Diese Annahmen gerieten schon seit dem 14. Jahrhundert ins Gedränge; das Zeitalter der Entdeckungen und der Metaphysikkritik baute sie ab. Daher verwarfen Christen, Luther voran, den Domherrn Kopernikus.
2) Das Dogma von der Gottheit Christi schuf früh theoretische Beweislasten. Es zwang zum Ausbau der Trinitätslehre bzw. wurde als dessen logische Konsequenz präsentiert. Dies erzeugte philosophische Festlegungen der Konzepte von Person und ‹Natur›, die mit dem modernen Begriff der Person zwar den Namen gemeinsam haben, aber mit ihm inkompatibel sind. Das 18. Jahrhundert brachte neue Theorien über das Bewußtsein; die Vorstellung zweier Bewußtseine in der Person Jesu wurde unerträglich. Weitere Belastungen erstanden durch die neue Philologie:
Der Glaube, durch Christus erlöst zu sein, hatte schon zur Zeit des Neuen Testaments zur christologischen Interpretation der Hebräischen Bibel geführt. Sie sollte unzweideutige Weissagungen enthalten über die Erlösung durch Jesus. Die Auslegung der Hebräischen Bibel als Weissagung Christi erzeugte den Dauerkonflikt mit deren jüdischer Interpretation. Aber gegen 1700 ergriff die strenge Philologie den Bibelstoff und machte den Weissagungsbeweis unmöglich. Die biblische Grundlage auch anderer dogmatischer Behauptungen geriet ins Wanken, z.B. die Abendmahlslehre. Wilhelm von Ockham schon hatte festgestellt, das Neue Testament erzwinge sie nicht in ihrer augustinischen, gar ihrer scholastischen Form, er akzeptiere sie nur im Gehorsam gegen die kirchliche Autorität. Aber diese erreichte gerade zu Ockhams Zeit einen Tiefpunkt der Anerkennung; sie verlor zunehmend in der Zeit der Religionskriege und im Kampf um neuzeitliche Freiheitsrechte und für Toleranz. Das Leben der realen Gesellschaft beruhte zunehmend auf dem freien Transfer von Informationen zunächst des Naturwissens und der Technik, dann aber auch des Kulturwissens. Die kirchenamtliche Gängelung der Bibelforschung verurteilte in beiden Großkirchen die wissenschaftliche Bibelarbeit, die sich ihr unterwarf, zur Bedeutungslosigkeit. Die neue Übersteigerung des Autoritätsprinzips führte zum Autoritätsverlust der konfessionellen Wahrheitsbehörden.

Einträge
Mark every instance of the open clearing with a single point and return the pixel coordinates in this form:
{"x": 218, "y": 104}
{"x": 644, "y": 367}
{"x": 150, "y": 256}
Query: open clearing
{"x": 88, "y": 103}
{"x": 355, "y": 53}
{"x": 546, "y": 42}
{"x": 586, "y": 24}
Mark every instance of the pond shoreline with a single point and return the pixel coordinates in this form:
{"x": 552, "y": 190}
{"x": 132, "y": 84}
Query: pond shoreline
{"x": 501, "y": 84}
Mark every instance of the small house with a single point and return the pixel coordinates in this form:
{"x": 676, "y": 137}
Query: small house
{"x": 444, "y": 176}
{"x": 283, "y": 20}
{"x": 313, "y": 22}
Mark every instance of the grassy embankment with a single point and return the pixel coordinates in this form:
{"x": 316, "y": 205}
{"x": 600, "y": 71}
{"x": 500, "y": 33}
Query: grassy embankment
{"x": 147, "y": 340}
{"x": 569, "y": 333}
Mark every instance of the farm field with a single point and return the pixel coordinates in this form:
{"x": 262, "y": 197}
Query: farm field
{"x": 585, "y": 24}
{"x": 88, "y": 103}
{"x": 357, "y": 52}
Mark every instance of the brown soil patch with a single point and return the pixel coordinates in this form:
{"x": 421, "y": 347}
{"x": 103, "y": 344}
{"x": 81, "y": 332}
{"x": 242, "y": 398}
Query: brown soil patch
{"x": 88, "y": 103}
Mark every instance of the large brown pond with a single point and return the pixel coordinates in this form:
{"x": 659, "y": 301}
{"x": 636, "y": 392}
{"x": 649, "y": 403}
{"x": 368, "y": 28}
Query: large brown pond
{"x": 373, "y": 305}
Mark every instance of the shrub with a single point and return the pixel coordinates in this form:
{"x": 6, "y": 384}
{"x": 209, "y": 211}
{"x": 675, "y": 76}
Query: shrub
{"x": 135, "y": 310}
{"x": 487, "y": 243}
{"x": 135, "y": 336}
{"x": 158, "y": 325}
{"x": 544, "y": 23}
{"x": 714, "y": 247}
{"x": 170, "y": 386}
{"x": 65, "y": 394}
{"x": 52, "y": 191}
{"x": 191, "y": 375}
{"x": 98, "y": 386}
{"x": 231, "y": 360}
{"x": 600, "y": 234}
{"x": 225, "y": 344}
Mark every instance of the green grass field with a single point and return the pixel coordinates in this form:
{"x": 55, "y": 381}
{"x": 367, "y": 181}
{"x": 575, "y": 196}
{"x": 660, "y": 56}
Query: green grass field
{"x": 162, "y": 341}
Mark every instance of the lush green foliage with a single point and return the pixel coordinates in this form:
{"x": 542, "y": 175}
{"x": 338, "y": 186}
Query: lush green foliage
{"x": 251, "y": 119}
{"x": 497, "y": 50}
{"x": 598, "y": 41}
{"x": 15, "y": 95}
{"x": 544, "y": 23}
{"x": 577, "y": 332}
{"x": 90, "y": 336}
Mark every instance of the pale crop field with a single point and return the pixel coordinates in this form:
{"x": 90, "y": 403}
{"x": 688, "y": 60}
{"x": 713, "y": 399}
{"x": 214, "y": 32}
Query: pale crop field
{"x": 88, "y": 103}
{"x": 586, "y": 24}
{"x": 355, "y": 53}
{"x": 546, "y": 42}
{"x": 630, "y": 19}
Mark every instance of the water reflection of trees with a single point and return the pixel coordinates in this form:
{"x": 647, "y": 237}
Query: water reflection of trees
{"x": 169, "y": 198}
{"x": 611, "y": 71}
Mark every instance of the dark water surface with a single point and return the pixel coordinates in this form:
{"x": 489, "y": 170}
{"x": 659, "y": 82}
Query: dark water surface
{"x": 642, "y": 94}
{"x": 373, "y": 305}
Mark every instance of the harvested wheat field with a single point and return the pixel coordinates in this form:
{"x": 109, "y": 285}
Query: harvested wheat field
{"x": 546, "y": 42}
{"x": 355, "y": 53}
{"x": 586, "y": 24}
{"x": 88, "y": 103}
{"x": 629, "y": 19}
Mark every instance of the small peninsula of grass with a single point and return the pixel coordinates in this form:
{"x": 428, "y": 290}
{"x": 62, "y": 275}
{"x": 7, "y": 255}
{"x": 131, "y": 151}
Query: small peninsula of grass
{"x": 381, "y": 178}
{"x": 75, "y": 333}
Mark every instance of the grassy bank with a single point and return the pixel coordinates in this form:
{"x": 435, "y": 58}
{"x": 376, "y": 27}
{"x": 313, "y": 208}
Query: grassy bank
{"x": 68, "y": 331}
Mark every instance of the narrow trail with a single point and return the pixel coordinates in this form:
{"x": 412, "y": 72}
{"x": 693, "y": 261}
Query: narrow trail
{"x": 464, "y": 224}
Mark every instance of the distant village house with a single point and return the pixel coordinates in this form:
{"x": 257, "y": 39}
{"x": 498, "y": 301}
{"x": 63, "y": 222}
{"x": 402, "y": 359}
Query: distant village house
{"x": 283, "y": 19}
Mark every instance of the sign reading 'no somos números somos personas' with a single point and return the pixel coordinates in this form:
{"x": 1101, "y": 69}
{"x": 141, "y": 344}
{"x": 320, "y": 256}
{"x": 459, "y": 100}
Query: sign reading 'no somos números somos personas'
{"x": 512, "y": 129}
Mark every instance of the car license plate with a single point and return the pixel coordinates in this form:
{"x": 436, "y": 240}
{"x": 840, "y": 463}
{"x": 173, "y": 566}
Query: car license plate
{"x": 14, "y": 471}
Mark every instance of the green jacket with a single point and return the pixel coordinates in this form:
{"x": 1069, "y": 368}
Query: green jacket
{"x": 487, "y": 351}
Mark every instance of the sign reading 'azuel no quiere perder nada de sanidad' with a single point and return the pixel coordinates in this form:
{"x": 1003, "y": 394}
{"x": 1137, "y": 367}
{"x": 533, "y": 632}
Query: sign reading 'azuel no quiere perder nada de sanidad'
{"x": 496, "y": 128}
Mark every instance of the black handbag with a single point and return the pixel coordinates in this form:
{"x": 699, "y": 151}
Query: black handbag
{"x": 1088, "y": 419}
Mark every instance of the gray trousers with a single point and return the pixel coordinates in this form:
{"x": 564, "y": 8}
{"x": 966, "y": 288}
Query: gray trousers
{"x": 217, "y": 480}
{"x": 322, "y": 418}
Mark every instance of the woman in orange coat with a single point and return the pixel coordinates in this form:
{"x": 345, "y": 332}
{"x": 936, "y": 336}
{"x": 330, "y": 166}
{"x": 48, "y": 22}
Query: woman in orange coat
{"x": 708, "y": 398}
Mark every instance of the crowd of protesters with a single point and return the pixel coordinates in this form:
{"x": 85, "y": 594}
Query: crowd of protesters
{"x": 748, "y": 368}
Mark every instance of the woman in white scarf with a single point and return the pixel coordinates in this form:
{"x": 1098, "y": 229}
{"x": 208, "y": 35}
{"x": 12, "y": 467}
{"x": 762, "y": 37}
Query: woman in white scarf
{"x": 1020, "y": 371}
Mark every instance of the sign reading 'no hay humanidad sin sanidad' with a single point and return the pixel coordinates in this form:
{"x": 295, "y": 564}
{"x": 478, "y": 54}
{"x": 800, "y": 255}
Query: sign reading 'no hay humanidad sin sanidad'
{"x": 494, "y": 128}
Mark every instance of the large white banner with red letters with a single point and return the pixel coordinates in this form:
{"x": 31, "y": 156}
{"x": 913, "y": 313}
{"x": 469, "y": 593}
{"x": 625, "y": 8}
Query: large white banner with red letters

Pflichtaufgaben
(a) Was hat laut dem extrahierten Text gegen 1700 den Weissagungsbeweis unmöglich gemacht?
(b) Schreib aus dem extrahierten Text die Stelle von „Diese Annahmen gerieten“ bis einschließlich „den Domherrn Kopernikus.“ wortgetreu ab.

Antworten zu Aufgaben
(a) Die strenge Philologie, die den Bibelstoff ergriff.

(b)
Diese Annahmen gerieten schon seit dem 14. Jahrhundert ins Gedränge; das Zeitalter der Entdeckungen und der Metaphysikkritik baute sie ab. Daher verwarfen Christen, Luther voran, den Domherrn Kopernikus.